= SOURCE EXTRACT =
..........
ANDLOS, members here are not clairvoyant to read your mind, so make sure to be more precise. First of all, there are three stable isomers of chlorobutanol and then there is a pharmaceutical compound with the trivial name of "chlorobutanol" (a misnomer for 1,1,1-trichloro-2-methyl-2-propanol). Secondly, you need to provide the reference from which you got this. What do you think, that people are going to do a literature search just because you are too lazy to write down the reference? Well, I did search the literature and could only find one study on the reaction of Me2C(OH)CCl2Br and Me2C(OH)CBr2Cl with hydroxides and carbonates. So, provide the reference as discussion in its absence is fruitless!

Smuv, the reaction can not be an SN2 substitution like that because the sterics definitively prohibit the SN2 transition state. You can see that the steric hindrance is even worse than in neopentyl halides and these are the absolute borderline for SN2. In such a molecule only an intramolecular nucleophilic substitution could be possible, thus forming a dichloroepoxide intermediate (steps in the Corey-Link and the Bargellini reactions include this transformation). This should hydrolyse to alpha-hydroxyisobutyric acid trough ring opening by hydroxide, chloride elimination and hydrolysis. Yet, the CA abstract bellow claims alpha-halo-acids as products for two related systems, so things may not be that simple (for one thing, these can not form if the mechanism would be the SN2 depicted above). We'll see once ANDLOS cites a reference describing this reaction.
..........
= RECORDS PROVIDED =
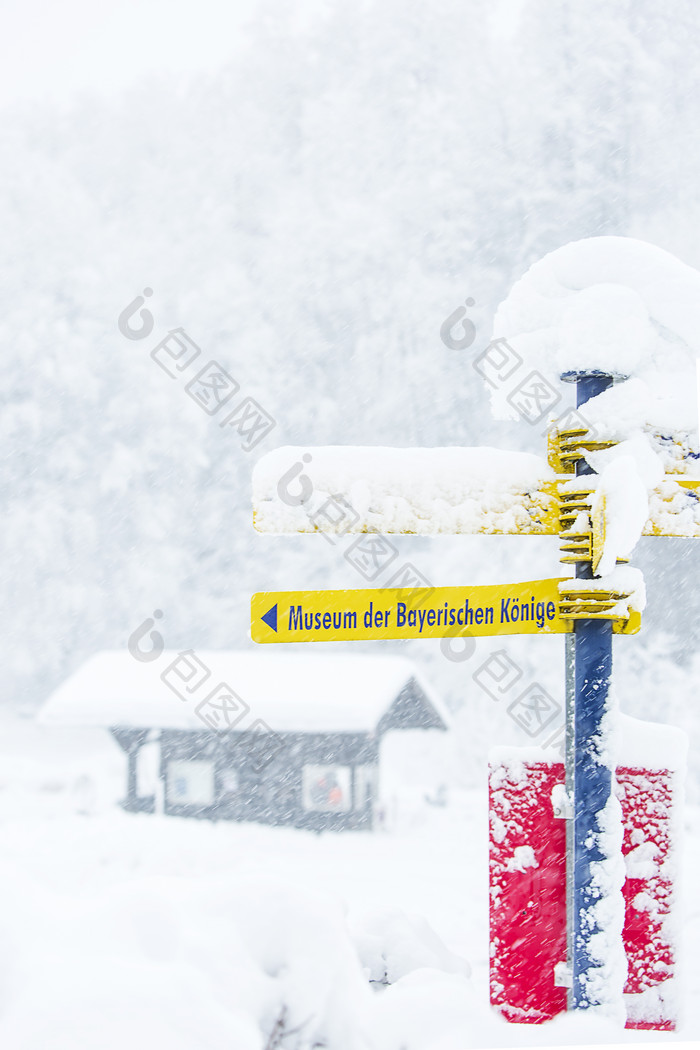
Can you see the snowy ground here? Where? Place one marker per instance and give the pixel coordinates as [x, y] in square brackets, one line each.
[144, 930]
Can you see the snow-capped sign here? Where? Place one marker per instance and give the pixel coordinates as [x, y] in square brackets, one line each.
[418, 612]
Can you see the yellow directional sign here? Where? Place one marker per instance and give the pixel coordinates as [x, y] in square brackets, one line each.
[424, 612]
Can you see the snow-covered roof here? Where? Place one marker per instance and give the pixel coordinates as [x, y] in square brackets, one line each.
[291, 692]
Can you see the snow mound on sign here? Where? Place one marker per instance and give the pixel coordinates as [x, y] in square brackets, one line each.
[613, 305]
[425, 491]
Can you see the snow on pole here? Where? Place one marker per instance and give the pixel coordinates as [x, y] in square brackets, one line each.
[595, 873]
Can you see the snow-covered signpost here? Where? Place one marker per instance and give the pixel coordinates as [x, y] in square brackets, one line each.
[564, 914]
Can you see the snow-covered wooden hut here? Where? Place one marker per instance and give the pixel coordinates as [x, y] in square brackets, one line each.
[276, 738]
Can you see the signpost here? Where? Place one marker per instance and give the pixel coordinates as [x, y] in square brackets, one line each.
[588, 610]
[421, 612]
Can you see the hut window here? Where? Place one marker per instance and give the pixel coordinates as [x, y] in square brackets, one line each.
[365, 785]
[326, 789]
[190, 781]
[229, 781]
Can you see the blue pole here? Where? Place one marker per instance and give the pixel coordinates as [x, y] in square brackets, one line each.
[591, 779]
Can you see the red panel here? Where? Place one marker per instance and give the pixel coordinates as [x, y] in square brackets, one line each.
[645, 796]
[527, 903]
[527, 866]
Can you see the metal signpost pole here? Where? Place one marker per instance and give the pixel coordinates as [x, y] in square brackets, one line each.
..........
= ACTION ITEM A =
In the chlorobutanol discussion, translate this sentence into Spanish: "Smuv, the reaction can not be an SN2 substitution like that because the sterics definitively prohibit the SN2 transition state."
= ACTION ITEM B =
The chlorobutanol discussion says the dichloroepoxide intermediate "should hydrolyse to alpha-hydroxyisobutyric acid." List every step it names for that change.
= ACTION ITEM C =
Continue the chlorobutanol discussion from where it stops.

= EXERCISE RESPONSE A =
Smuv, la reacción no puede ser una sustitución SN2 de ese modo porque los efectos estéricos impiden definitivamente el estado de transición SN2.

= EXERCISE RESPONSE B =
- Ring opening by hydroxide
- Chloride elimination
- Hydrolysis

= EXERCISE RESPONSE C =
Quote:
The reaction of trihalo-tert-butanols with bases in ether and in aqueous and alcoholic media.
Saghatelyan, Sh. A.; Nalyan, M. V.; Sahakyan, L. A.; Shakhbatyan, A. L.
Khimicheskii Zhurnal Armenii, 53 (2000) 99-104.

CA 134: 41908

The reaction of Me2C(OH)X2Y (I; X = Br, Y = Cl; X = Cl, Y = Br) at -15 in ether in the presence of powd. potassium hydroxide results in the formation of mixed .alpha.-bromo- and .alpha.-chloroisobutyric acids in 1:1 and 1:3 molar ratios, resp., while I (X = Y = Br) is converted to .alpha.-bromoisobutyric acid. In aq. alk. medium at room temp. haloform cleavage takes place. In aq. potassium carbonate upon heating or in aq. potassium hydroxide at -5 gem-dibromochloro-tert-butanol is converted to a mixt. of .alpha.-chloro- and .alpha.-hydroxybutyric acids while I (X = Y = Br) is converted to .alpha.-hydroxyisobutyric acid. In alc. potassium hydroxide and potassium carbonate the trihalo-tert-butanols are converted to .alpha.-ethoxyisobutyric acid (50%), methacrylic acid (10-15%), and polymeric products.